#### WORK REQUIRED:
Only one stretch of the listing below is wanted: the line with "Can you see the dark" and all lines after it. Reproduce that stretch exactly.

#### DATA:
►
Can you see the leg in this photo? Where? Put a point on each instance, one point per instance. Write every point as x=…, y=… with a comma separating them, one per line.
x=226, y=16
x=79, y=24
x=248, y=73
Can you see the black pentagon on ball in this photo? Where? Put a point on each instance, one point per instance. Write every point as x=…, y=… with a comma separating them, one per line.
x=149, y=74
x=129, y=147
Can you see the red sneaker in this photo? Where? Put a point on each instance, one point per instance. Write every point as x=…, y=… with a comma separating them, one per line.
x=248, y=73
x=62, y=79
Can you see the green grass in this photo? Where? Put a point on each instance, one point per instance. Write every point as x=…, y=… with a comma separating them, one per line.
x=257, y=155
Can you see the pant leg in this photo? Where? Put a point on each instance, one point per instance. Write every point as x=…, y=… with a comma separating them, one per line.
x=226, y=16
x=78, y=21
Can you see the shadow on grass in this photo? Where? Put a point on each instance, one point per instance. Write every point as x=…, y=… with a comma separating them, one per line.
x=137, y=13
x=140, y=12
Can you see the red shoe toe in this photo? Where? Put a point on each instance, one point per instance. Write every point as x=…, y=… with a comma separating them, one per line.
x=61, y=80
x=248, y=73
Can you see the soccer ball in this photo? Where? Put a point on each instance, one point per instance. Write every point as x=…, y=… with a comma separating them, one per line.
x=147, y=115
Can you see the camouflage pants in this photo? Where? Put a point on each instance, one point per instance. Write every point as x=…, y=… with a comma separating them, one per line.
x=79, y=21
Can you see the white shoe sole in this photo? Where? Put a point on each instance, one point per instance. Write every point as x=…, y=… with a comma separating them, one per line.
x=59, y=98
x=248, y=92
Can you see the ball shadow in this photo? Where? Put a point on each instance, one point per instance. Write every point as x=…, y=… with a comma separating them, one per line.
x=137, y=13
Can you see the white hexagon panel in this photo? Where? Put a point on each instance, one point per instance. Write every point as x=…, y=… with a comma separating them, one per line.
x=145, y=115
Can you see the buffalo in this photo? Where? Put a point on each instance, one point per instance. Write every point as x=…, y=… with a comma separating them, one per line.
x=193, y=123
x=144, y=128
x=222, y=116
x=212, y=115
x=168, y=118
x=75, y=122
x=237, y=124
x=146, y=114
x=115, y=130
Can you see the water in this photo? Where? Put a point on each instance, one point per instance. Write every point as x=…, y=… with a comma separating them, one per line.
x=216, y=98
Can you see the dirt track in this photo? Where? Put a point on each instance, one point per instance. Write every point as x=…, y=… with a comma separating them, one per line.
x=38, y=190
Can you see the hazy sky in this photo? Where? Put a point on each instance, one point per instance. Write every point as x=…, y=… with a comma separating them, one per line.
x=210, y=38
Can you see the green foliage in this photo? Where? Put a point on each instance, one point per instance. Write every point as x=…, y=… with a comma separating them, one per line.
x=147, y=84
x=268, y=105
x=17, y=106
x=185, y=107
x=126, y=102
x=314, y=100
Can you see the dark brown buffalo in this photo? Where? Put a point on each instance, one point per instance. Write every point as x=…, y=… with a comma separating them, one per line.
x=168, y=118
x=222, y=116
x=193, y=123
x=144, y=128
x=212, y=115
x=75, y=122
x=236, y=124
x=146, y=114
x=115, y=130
◄
#### TASK RESPONSE:
Can you see the dark brown buffalo in this photo? Where? Put a point on each instance, one point per instance. Write every point as x=…, y=… with a comma separating them, one per line.
x=168, y=118
x=222, y=116
x=193, y=123
x=144, y=128
x=212, y=115
x=75, y=122
x=236, y=124
x=146, y=114
x=115, y=130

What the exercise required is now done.